> **Prompt**
Present as a numbered list the part of the entries that opens with the line containing "Expected behaviour: place one point on the white daisy" and closes with the line containing "Expected behaviour: place one point on the green blurred", both lines included and blank lines left out.
--- Begin The records ---
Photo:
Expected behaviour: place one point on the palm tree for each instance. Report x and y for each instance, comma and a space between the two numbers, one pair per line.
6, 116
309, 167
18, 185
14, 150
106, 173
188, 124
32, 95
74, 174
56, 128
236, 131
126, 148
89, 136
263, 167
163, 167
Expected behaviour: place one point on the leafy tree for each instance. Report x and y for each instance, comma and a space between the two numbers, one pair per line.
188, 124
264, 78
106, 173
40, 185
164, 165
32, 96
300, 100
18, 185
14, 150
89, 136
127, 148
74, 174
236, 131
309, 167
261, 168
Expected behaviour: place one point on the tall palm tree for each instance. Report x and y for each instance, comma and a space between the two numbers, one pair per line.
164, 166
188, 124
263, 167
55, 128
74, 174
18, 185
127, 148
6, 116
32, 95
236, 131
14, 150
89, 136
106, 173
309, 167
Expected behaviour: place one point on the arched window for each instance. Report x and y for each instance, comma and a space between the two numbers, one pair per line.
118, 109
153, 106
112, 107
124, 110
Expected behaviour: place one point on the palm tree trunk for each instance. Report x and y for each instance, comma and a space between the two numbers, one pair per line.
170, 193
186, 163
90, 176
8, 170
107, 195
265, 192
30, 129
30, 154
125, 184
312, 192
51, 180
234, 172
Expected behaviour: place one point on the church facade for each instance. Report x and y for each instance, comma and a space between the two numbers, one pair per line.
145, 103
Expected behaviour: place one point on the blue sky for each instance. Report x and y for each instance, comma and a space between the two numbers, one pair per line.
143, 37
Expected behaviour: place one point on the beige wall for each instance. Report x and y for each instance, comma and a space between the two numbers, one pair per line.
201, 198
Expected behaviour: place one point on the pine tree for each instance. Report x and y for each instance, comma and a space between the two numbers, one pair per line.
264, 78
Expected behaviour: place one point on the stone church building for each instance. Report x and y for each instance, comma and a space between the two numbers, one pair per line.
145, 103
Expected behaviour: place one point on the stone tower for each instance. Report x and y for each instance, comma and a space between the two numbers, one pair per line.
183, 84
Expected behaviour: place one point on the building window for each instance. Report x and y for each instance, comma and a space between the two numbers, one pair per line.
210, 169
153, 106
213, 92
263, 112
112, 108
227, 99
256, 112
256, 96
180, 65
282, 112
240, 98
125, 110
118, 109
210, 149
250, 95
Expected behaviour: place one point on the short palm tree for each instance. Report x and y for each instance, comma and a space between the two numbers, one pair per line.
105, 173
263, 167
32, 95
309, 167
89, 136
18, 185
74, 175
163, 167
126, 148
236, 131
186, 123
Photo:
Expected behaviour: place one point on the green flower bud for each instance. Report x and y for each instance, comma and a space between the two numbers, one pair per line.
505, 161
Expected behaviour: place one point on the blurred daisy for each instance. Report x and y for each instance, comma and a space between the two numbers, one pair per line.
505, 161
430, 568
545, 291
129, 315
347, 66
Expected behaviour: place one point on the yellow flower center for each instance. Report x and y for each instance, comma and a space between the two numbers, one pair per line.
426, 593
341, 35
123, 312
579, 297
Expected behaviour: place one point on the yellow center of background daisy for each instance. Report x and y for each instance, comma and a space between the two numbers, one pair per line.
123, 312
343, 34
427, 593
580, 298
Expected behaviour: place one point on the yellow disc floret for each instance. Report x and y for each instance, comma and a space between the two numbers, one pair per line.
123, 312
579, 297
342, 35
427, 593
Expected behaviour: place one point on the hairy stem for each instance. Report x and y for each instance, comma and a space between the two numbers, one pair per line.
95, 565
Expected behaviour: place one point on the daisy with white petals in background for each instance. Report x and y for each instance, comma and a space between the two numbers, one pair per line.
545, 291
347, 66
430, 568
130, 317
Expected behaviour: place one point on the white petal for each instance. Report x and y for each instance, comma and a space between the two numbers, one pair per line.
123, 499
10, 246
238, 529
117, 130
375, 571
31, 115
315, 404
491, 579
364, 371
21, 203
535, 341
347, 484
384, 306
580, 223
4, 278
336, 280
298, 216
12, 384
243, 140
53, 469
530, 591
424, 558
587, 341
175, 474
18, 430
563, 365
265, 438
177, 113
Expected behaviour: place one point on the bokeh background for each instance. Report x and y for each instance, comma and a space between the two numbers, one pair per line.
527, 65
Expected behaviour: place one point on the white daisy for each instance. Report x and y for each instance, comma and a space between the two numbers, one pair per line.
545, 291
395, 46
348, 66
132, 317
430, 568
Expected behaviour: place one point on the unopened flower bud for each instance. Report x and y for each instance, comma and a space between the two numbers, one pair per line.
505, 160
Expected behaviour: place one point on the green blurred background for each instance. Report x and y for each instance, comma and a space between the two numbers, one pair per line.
--- End The records ---
--- Begin The records ---
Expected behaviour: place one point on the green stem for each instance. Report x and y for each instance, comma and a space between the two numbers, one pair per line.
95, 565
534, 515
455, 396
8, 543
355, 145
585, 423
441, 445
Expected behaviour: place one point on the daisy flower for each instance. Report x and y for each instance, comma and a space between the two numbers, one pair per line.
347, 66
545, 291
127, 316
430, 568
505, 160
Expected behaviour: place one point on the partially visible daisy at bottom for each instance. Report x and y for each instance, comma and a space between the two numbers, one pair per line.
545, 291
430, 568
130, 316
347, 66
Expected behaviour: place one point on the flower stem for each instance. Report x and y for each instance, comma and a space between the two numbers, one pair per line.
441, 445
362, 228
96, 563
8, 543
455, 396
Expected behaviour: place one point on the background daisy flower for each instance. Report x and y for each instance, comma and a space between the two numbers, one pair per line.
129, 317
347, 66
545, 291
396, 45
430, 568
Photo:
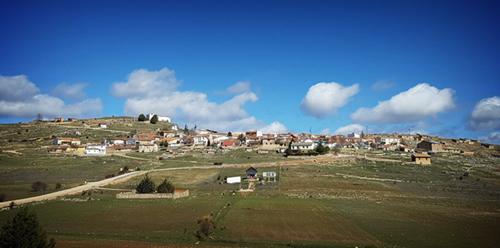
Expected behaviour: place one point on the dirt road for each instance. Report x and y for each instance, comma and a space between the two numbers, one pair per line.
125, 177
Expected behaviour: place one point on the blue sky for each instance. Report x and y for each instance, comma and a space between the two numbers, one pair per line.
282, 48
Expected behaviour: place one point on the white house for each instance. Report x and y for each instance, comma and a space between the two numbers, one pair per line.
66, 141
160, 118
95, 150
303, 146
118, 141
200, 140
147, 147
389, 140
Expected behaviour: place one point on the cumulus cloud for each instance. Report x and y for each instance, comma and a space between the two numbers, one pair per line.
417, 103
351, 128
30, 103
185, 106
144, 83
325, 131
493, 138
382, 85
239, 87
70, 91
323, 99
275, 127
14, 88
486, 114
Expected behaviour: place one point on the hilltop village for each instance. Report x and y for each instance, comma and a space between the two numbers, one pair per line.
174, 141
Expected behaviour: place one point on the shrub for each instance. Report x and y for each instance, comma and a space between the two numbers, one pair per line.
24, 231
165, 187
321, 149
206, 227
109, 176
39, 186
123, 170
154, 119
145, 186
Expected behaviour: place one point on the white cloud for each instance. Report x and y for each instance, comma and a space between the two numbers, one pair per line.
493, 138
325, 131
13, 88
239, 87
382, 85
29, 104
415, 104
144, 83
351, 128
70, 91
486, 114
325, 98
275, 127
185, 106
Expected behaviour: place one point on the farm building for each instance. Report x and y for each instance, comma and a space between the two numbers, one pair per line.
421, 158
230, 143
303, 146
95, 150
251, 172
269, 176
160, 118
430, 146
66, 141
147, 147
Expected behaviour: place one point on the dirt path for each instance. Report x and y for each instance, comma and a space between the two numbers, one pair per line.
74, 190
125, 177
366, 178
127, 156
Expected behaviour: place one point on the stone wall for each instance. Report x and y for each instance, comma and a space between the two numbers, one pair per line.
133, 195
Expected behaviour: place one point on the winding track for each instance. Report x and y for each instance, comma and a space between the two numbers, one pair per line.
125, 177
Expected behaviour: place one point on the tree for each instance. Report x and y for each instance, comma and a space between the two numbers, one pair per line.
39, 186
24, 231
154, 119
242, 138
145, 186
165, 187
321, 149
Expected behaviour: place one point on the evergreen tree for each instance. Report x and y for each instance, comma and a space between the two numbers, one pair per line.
--- End The records ---
> **Response to this exercise**
1. Expected behaviour: place one point on the white daisy for each instance. Report x and y for each instance, comma and a space between the two numbers, one pair per line.
2. 545, 291
3. 395, 46
4. 348, 66
5. 132, 317
6. 430, 568
7. Expected behaviour: place one point on the unopened flower bud for each instance. Report x and y for each instance, comma and a space between the two numbers, one pair per line.
8. 505, 160
9. Expected behaviour: place one point on the green blurred background for each instance. Report x and y for each instance, comma and a space between the two numbers, one pair per line.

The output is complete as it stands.